[Task objective]
Reproduce word for word everything in the biography of Benjamin Lawrence Reid below, from "Benjamin Lawrence Reid" down to "and other honors.".

[Passage for review]
====================

Benjamin Lawrence Reid (May 3, 1918 — November 30, 1990) was an American professor in English from the 1940s to 1980s. During his career, Reid primarily taught at Sweet Briar College from 1951 to 1957 and Mount Holyoke College from 1957 to 1983. Outside of academics, Reid wrote multiple books, and won a Pulitzer Prize and other honors.
Reid was born on May 3, 1918, in Louisville, Kentucky, and briefly lived in Texas growing up. During his childhood, Reid played baseball during his childhood and switched to basketball during his teens.[1] [2] For his post-secondary education, Reid first received a Bachelor of Arts from the University of Louisville in the 1940s. In the 1950s, Reid obtained a Master of Arts from Columbia University and a Doctor of Philosophy from the University of Virginia.[3]
As a conscientious objector throughout World War II, Reid was a bridge constructor and a psychiatric hospital orderly.[1] After the war, Reid started his academic tenure as an English lecturer at Iowa State College from 1946 to 1948. Upon continuing his English teaching career at Smith College from 1948 to 1951, Reid became an instructor at Sweet Briar College in 1951. At Sweet Briar, Reid remained as an instructor until he spent his last years at the college as an assistant English professor from 1956 to 1957.[4]
For the last part of his career, Reid joined Mount Holyoke College as an assistant professor in 1957. While at Mount Holyoke, he was promoted to associate professor in 1959, professor in 1963, and English professor in 1970. Reid stayed at Mount Holyoke until ending his academic career in 1983.[3] Outside of academics, Reid published his first books in the late 1950s to early 1960s using his university theses he wrote on Gertrude Stein and William Butler Yeats. He moved on to biographies about New York lawyer John Quinn in 1968 and Irish politician Roger Casement in 1976. While he wrote essays between the two biographies, his last publications were his autobiographies between 1988 and 1990.[2]
Reid won the 1969 Pulitzer Prize for Biography or Autobiography for The Man from New York: John Quinn and His Friends.[5] Years later, Reid was a finalist of the 1977 National Book Award for Biography and Autobiography for The Lives of Roger Casement.[6] In 1963, Reid received a research grant from the Fulbright Program to study at the University of London.[7] For his book on Russell, Reid was given a fellowship from the National Endowment for the Humanities in 1971.[8]
On November 30, 1990, Reid died from a heart attack and multiple strokes in South Hadley, Massachusetts.[9]

====================

[Dataset records]

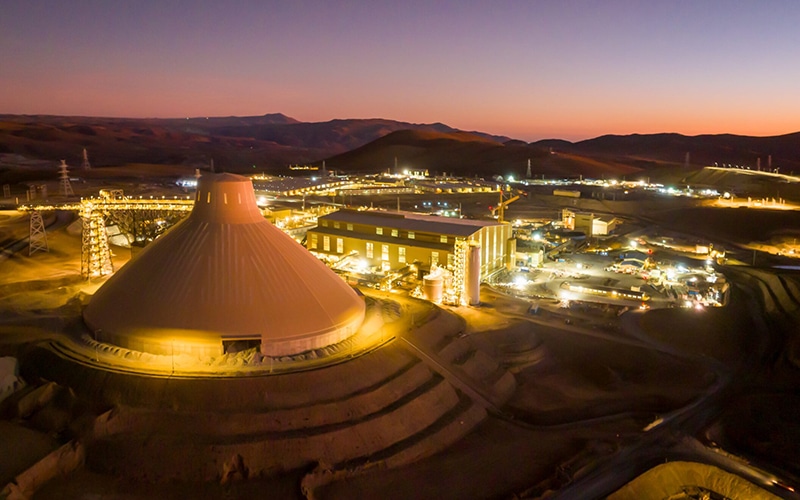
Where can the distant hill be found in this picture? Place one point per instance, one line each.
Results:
(273, 141)
(241, 144)
(703, 150)
(467, 154)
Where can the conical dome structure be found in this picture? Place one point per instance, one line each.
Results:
(224, 274)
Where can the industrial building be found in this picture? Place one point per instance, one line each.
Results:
(588, 223)
(393, 240)
(224, 276)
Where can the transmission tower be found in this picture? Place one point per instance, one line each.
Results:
(85, 165)
(37, 241)
(64, 187)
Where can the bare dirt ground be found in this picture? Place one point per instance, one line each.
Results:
(580, 392)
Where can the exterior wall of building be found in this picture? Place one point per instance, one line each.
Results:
(584, 223)
(393, 248)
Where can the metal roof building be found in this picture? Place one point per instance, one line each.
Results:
(224, 274)
(391, 240)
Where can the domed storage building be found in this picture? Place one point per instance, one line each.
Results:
(224, 274)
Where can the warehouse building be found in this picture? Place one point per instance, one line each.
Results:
(392, 240)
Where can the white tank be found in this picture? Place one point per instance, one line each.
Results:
(432, 287)
(472, 276)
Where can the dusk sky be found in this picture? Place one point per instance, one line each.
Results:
(526, 69)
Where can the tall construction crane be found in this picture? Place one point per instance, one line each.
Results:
(501, 207)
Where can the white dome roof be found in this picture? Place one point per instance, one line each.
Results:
(224, 273)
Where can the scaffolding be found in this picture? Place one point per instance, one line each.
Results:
(460, 270)
(37, 241)
(95, 212)
(95, 253)
(64, 187)
(85, 165)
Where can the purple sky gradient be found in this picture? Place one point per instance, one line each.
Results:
(526, 69)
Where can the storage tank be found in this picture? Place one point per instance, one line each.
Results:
(472, 275)
(432, 287)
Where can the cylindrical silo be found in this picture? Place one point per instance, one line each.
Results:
(472, 275)
(432, 287)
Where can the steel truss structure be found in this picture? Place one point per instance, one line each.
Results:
(37, 241)
(111, 206)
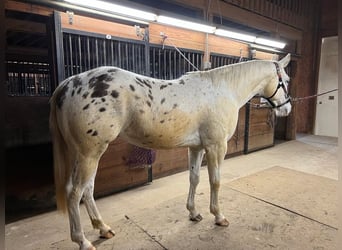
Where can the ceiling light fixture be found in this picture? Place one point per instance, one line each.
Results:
(186, 24)
(116, 9)
(270, 43)
(235, 35)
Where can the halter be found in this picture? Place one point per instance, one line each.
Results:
(280, 85)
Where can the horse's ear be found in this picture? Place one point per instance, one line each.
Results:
(285, 61)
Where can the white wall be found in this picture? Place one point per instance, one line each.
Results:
(326, 122)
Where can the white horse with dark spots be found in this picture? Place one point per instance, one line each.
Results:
(198, 110)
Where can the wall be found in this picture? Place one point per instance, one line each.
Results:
(326, 122)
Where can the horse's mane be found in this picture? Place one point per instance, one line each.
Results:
(232, 73)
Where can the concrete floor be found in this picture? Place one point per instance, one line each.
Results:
(282, 197)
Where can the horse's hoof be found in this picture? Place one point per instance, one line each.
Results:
(90, 247)
(223, 222)
(107, 234)
(196, 218)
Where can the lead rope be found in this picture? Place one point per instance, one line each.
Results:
(294, 99)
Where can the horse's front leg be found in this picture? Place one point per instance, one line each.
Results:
(215, 156)
(195, 160)
(94, 214)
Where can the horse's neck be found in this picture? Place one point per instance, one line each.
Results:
(245, 80)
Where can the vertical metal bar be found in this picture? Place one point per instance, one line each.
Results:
(80, 54)
(104, 54)
(133, 57)
(58, 48)
(71, 56)
(170, 65)
(175, 70)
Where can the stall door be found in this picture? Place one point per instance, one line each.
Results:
(326, 123)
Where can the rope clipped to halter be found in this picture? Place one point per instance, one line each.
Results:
(289, 98)
(282, 85)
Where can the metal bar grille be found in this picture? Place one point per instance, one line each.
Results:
(28, 79)
(221, 60)
(83, 52)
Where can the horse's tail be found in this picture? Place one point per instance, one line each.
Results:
(61, 160)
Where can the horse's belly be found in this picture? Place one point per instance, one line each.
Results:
(153, 135)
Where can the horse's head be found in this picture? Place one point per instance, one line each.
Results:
(276, 91)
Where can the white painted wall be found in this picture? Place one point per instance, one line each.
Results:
(326, 122)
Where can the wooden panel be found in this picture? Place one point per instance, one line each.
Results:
(170, 162)
(237, 142)
(28, 8)
(179, 37)
(226, 46)
(99, 26)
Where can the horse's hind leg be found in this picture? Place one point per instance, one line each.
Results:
(195, 160)
(95, 217)
(82, 174)
(215, 155)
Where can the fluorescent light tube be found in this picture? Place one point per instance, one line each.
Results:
(185, 24)
(115, 8)
(235, 35)
(270, 43)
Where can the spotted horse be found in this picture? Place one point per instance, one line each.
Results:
(198, 110)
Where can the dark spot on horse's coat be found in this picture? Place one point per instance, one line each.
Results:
(104, 78)
(141, 82)
(100, 89)
(111, 70)
(85, 95)
(77, 82)
(61, 96)
(114, 94)
(146, 82)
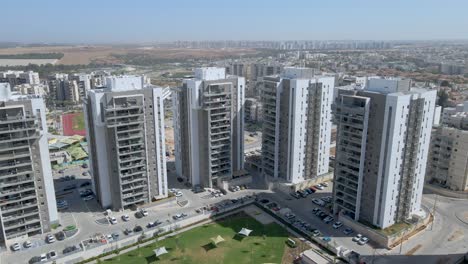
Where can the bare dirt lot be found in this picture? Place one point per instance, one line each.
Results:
(103, 54)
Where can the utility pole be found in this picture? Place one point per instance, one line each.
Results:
(433, 210)
(402, 240)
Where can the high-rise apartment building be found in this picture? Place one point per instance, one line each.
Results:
(381, 151)
(19, 77)
(209, 126)
(62, 88)
(27, 196)
(296, 125)
(125, 131)
(448, 158)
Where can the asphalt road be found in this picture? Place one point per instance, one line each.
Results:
(449, 235)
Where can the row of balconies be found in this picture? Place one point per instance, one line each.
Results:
(30, 229)
(19, 206)
(14, 172)
(18, 196)
(16, 181)
(24, 136)
(15, 155)
(21, 222)
(15, 164)
(22, 188)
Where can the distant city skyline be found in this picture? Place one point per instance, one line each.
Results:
(141, 21)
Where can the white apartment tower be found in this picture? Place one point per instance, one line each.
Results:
(27, 196)
(296, 125)
(125, 131)
(209, 126)
(382, 147)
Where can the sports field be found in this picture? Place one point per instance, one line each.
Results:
(266, 244)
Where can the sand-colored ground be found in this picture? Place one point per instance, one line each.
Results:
(103, 54)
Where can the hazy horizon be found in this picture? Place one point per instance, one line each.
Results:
(145, 22)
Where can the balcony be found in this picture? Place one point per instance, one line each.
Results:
(13, 208)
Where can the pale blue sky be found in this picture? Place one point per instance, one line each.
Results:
(137, 21)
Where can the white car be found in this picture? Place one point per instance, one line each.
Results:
(337, 225)
(50, 239)
(112, 220)
(318, 202)
(15, 247)
(88, 198)
(357, 237)
(51, 255)
(144, 212)
(27, 244)
(125, 218)
(363, 241)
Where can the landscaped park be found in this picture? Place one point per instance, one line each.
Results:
(219, 242)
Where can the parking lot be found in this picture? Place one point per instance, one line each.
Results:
(92, 223)
(305, 218)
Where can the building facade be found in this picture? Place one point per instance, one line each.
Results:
(381, 151)
(125, 131)
(27, 196)
(253, 110)
(209, 126)
(448, 159)
(296, 125)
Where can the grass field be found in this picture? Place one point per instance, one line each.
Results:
(78, 122)
(266, 244)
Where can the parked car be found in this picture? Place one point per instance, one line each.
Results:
(88, 198)
(52, 254)
(50, 239)
(318, 202)
(316, 233)
(15, 247)
(337, 225)
(43, 257)
(363, 241)
(328, 219)
(357, 238)
(295, 195)
(144, 212)
(84, 184)
(128, 231)
(69, 249)
(27, 244)
(34, 260)
(348, 231)
(112, 220)
(60, 236)
(319, 186)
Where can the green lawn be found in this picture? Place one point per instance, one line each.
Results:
(194, 246)
(78, 122)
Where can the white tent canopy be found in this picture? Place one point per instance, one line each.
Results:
(160, 251)
(245, 232)
(217, 240)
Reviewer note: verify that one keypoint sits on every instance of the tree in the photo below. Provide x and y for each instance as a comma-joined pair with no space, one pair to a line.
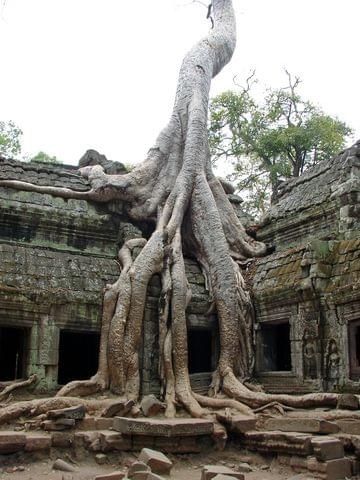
176,192
44,157
9,139
271,141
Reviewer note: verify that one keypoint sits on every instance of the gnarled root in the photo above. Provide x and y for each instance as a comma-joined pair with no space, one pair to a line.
16,386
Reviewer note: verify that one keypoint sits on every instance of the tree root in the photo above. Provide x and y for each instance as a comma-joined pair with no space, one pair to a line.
176,190
16,386
33,408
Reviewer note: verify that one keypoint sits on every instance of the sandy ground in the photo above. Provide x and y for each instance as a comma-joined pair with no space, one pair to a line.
186,467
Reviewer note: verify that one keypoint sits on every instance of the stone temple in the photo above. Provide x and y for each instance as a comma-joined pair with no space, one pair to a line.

====================

[Response area]
Benjamin Lawrence Reid (May 3, 1918 — November 30, 1990) was an American professor in English from the 1940s to 1980s. During his career, Reid primarily taught at Sweet Briar College from 1951 to 1957 and Mount Holyoke College from 1957 to 1983. Outside of academics, Reid wrote multiple books, and won a Pulitzer Prize and other honors.